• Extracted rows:
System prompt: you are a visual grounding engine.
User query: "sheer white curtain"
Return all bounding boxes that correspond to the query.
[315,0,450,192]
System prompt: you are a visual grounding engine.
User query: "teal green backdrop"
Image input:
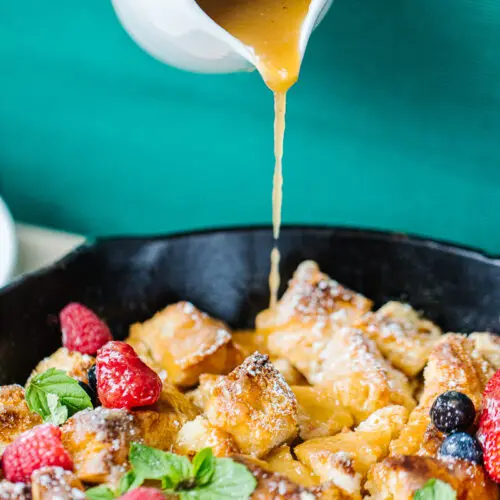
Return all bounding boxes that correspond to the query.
[0,0,500,252]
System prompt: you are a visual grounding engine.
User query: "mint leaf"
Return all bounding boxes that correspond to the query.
[193,448,215,486]
[413,479,457,500]
[179,458,257,500]
[44,394,68,425]
[85,484,116,500]
[129,443,191,489]
[118,470,135,495]
[24,368,92,421]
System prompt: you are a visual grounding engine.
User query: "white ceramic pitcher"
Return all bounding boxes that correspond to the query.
[112,0,333,73]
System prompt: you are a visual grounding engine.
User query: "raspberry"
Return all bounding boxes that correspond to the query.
[59,302,113,354]
[478,370,500,483]
[2,424,73,483]
[96,341,162,409]
[120,488,165,500]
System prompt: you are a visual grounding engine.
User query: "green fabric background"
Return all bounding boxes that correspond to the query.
[0,0,500,252]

• Job: Output the rows above as a numbered list, from the first line up to and including the line containing "[112,0,333,73]". Skip blank lines and leave out the pictures.

• Right answer:
1. System prompt: you are a visual grounding engine.
2. User query: "sheer white curtain"
3. Return all bounding boxes that correspond to the query.
4. [315,0,450,192]
5. System prompt: you are a visual grounding engine.
6. User query: "teal green backdrop"
7. Image input:
8. Return all bounding boxes that correspond to the query.
9. [0,0,500,252]
10. System prompt: you are a visual grounding engine.
11. User query: "mint leaf"
12. Return all bounding boxes that correspond to the query.
13. [193,448,215,486]
14. [413,479,457,500]
15. [179,458,257,500]
16. [44,394,68,425]
17. [85,484,116,500]
18. [129,443,191,489]
19. [118,470,135,495]
20. [24,368,92,421]
21. System prompt: you are a visual grounding engine.
22. User query: "white ceramic pitcher"
23. Return all bounding boxes that correspond to the query.
24. [112,0,333,73]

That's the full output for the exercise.